### Data entries:
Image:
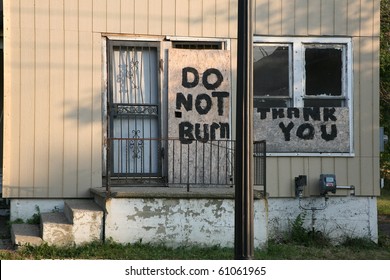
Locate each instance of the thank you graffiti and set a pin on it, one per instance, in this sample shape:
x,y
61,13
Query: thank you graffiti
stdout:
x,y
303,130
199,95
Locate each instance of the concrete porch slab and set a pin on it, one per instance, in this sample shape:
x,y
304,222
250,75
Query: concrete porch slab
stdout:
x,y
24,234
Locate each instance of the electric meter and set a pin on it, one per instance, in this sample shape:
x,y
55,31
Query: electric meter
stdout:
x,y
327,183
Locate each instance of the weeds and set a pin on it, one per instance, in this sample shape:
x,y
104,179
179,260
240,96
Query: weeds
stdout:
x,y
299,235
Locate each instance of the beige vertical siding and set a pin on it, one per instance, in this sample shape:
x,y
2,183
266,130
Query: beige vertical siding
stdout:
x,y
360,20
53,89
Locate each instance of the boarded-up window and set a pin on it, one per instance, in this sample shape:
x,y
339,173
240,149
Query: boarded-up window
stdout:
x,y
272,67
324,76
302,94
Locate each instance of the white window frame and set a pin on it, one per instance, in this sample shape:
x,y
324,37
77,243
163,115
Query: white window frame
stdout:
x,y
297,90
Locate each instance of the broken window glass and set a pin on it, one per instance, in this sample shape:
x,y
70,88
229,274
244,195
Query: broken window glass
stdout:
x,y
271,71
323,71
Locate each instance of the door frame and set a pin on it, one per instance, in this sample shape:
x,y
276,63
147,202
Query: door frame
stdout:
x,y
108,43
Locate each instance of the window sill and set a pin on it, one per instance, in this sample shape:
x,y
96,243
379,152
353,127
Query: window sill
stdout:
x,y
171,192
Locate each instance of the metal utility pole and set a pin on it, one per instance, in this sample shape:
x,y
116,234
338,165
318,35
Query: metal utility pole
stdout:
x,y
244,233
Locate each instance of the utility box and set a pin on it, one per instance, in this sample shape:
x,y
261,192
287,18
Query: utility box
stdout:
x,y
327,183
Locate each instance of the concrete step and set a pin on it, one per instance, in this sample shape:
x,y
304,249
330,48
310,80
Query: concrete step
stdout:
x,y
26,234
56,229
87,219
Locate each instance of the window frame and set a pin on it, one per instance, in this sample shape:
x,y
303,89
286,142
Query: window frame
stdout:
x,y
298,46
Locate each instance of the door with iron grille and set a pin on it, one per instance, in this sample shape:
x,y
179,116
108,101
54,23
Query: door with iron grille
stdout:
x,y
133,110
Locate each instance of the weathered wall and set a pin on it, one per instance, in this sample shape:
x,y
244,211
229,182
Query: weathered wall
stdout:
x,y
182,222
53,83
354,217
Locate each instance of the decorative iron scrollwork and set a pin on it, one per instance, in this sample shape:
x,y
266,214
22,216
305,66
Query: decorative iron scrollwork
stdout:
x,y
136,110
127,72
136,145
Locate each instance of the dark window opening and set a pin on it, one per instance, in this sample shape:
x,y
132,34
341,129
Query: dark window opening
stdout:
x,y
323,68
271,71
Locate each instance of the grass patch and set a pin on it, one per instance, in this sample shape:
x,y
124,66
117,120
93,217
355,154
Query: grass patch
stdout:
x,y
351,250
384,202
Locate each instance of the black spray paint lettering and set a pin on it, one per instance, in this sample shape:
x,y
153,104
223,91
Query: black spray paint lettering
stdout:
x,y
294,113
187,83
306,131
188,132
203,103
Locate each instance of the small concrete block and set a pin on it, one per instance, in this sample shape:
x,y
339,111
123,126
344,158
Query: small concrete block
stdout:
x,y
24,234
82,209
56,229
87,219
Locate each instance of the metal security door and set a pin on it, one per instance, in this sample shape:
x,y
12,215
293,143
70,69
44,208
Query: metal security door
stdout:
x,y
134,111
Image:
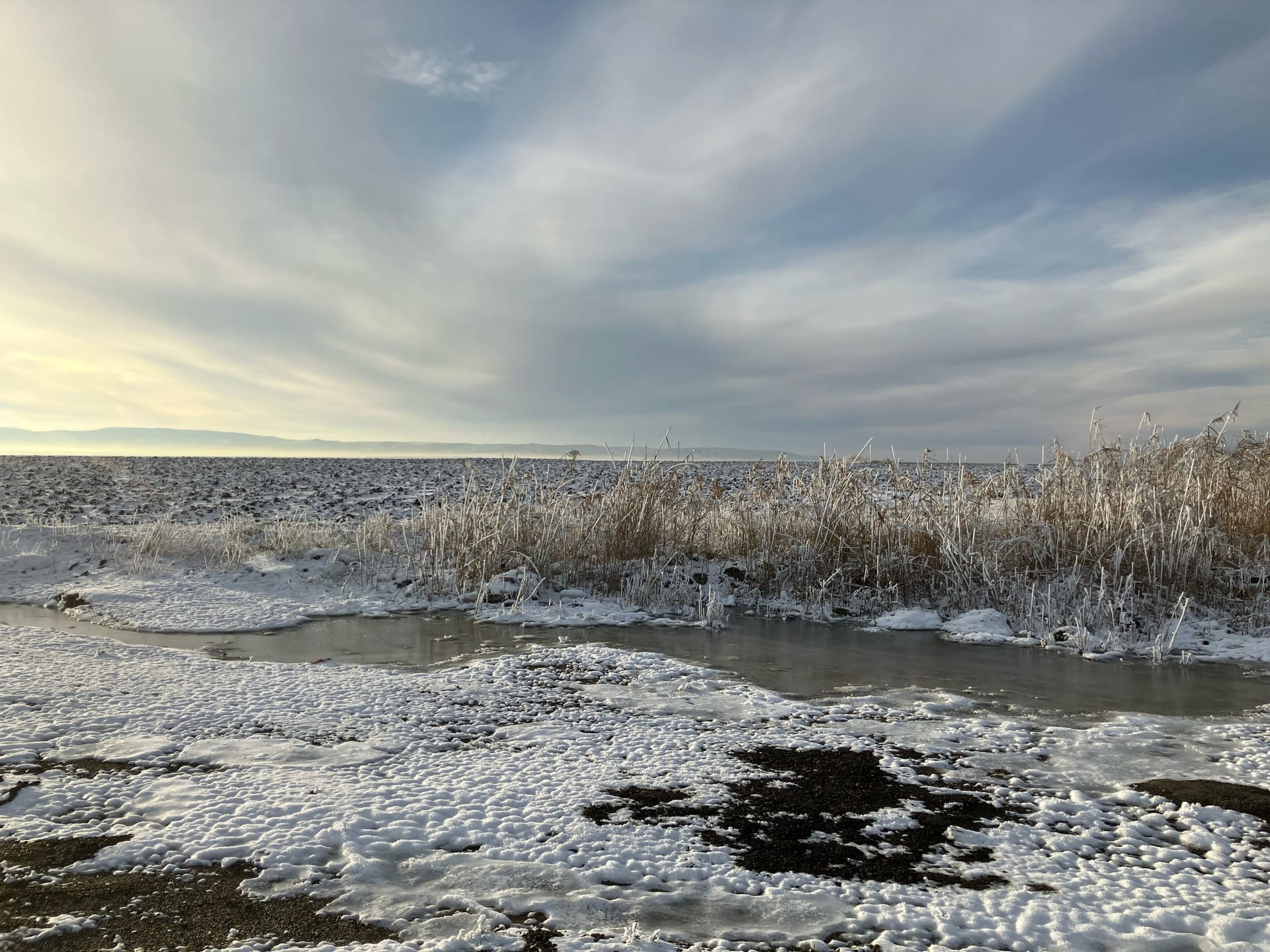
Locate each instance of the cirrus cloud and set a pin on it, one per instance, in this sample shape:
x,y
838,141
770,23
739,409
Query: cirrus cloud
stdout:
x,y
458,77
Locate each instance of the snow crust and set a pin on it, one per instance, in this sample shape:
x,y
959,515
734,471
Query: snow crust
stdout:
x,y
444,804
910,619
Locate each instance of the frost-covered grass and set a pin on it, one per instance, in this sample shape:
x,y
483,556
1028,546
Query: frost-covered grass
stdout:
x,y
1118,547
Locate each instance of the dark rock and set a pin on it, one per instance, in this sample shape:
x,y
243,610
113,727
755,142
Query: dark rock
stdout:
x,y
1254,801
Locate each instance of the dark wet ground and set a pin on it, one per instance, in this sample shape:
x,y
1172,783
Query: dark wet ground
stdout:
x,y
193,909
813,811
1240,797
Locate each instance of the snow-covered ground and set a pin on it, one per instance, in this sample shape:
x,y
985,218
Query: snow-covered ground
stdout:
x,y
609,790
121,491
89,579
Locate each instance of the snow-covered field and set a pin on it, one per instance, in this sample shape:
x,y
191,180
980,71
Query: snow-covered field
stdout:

---

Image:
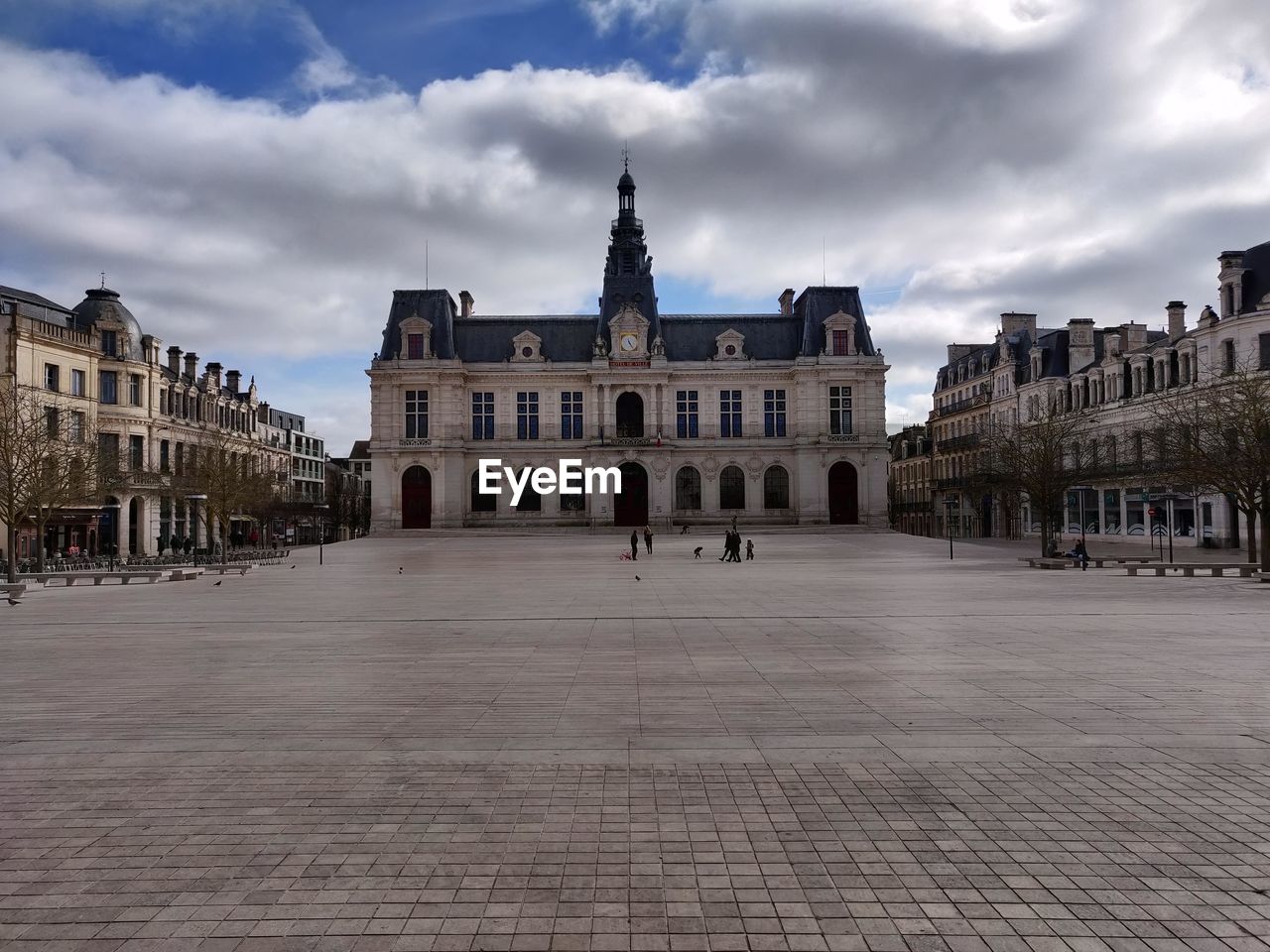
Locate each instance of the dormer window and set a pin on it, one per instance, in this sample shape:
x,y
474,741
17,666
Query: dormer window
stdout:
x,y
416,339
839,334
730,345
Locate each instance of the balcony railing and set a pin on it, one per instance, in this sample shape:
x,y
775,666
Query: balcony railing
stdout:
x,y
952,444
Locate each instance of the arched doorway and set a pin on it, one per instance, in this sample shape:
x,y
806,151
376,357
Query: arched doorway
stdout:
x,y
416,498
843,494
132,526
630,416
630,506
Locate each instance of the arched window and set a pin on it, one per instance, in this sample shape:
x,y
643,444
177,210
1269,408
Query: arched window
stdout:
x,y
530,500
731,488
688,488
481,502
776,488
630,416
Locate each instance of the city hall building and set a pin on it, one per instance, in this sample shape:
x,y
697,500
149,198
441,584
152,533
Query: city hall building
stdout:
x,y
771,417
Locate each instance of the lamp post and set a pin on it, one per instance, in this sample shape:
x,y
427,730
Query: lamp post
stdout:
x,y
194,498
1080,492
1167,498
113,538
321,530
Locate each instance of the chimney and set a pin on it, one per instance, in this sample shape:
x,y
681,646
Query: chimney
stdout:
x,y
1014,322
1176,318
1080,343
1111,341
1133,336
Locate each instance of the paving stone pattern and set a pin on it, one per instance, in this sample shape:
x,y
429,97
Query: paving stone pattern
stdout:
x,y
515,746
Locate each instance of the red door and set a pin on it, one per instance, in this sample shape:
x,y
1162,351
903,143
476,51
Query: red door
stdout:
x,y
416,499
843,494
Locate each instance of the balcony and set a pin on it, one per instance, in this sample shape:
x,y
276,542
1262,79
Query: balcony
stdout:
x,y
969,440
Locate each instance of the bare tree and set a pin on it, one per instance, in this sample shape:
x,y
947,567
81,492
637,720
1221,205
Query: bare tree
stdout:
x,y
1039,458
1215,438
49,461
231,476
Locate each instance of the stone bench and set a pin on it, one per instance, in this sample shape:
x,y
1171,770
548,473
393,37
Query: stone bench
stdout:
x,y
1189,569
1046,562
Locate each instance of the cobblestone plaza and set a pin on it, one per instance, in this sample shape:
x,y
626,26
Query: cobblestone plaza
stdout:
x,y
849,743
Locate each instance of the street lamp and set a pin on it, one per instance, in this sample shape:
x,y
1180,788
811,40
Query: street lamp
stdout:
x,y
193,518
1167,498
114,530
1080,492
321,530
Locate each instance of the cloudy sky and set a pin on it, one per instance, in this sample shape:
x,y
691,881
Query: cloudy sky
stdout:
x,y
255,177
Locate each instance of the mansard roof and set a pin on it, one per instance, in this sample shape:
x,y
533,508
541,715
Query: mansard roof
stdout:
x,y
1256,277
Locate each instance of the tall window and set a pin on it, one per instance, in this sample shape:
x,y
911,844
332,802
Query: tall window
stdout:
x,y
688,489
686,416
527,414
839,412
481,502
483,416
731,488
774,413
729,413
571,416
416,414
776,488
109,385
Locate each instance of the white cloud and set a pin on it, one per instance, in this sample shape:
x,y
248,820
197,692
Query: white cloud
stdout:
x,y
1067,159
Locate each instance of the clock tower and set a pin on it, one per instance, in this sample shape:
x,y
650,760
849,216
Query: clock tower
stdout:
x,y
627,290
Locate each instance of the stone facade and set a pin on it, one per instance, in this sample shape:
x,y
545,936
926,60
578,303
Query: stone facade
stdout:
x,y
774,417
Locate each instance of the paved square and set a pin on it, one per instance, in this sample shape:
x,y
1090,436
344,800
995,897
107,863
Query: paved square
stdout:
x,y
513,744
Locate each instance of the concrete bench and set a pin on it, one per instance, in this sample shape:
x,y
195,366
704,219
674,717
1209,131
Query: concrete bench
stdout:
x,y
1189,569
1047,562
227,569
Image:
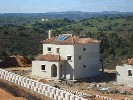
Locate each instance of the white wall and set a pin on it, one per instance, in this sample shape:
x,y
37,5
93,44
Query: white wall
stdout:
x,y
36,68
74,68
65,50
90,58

==

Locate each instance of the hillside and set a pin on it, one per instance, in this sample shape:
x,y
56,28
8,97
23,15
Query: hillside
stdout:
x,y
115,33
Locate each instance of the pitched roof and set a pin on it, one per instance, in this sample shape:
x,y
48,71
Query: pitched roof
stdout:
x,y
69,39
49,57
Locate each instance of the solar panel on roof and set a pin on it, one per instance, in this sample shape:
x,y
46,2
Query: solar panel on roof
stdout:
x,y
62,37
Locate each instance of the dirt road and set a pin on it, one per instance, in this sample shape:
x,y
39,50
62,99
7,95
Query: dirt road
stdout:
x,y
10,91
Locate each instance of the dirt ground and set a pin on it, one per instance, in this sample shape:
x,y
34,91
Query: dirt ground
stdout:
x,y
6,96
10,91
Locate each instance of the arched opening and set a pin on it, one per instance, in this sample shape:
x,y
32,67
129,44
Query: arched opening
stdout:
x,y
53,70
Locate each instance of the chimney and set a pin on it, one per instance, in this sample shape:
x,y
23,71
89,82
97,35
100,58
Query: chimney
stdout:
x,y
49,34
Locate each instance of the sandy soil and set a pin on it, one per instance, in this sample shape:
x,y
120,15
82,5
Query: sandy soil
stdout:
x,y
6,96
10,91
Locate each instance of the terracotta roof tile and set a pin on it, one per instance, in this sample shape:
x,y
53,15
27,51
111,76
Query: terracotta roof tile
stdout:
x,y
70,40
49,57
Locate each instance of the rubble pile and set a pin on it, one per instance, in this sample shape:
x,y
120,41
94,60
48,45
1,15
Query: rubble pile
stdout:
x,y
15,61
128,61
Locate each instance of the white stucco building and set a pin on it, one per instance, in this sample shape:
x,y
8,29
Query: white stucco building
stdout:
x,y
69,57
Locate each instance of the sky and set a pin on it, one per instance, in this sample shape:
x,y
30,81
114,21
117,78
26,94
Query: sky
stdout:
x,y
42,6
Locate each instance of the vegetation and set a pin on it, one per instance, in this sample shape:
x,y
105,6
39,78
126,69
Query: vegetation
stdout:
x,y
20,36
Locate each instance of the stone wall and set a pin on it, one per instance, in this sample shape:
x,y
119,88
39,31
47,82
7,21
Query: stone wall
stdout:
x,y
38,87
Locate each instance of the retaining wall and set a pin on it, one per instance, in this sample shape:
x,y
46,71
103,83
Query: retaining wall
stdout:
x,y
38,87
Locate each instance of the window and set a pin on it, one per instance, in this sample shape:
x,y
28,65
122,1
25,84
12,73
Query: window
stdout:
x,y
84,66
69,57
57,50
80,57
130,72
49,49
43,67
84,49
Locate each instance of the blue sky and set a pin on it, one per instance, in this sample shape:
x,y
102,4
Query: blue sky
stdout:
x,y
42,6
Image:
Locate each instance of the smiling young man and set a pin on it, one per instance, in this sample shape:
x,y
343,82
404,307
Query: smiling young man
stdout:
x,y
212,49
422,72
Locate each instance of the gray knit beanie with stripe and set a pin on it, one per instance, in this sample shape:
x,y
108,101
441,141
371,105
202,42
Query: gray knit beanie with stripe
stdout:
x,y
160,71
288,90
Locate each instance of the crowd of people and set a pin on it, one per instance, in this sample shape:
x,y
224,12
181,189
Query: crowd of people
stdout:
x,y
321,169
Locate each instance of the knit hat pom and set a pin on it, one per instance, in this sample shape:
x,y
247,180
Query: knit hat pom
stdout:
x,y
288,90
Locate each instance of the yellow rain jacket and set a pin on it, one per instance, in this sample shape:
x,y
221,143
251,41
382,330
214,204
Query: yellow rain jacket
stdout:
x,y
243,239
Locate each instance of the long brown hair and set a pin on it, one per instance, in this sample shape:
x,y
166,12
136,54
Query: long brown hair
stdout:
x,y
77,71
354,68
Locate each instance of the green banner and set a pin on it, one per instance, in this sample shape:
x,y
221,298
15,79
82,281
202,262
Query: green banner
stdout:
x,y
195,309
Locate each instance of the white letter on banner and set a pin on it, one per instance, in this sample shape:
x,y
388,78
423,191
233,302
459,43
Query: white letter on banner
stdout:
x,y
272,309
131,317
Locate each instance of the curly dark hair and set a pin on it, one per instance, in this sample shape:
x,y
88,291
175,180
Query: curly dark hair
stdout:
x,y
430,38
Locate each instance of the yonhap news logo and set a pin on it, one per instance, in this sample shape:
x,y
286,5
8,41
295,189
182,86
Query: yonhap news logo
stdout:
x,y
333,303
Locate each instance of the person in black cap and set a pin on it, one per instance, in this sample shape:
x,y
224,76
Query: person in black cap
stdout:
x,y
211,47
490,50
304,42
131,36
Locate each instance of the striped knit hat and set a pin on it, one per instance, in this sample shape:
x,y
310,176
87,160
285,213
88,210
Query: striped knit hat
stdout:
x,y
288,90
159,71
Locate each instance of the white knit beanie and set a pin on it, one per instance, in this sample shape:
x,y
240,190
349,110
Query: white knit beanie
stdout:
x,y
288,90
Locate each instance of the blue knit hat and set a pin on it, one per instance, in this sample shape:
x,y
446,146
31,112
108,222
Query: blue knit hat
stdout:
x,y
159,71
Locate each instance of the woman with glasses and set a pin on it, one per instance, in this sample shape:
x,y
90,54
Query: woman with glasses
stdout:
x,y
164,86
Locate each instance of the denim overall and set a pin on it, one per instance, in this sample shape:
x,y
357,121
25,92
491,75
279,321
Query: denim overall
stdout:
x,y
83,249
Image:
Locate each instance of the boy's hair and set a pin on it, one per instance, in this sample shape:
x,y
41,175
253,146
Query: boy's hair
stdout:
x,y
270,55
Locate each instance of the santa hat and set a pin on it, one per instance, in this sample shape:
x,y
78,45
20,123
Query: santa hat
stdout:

### Written problem:
Pick out every line in the entries above that contains the string "slab", and copy each of those lines. Case counts, so only matches with the same capitalization qualify.

### Complete answer:
Locate each instance of the concrete porch slab and set a pin on it, one per instance, in this sample shape:
Query: concrete porch slab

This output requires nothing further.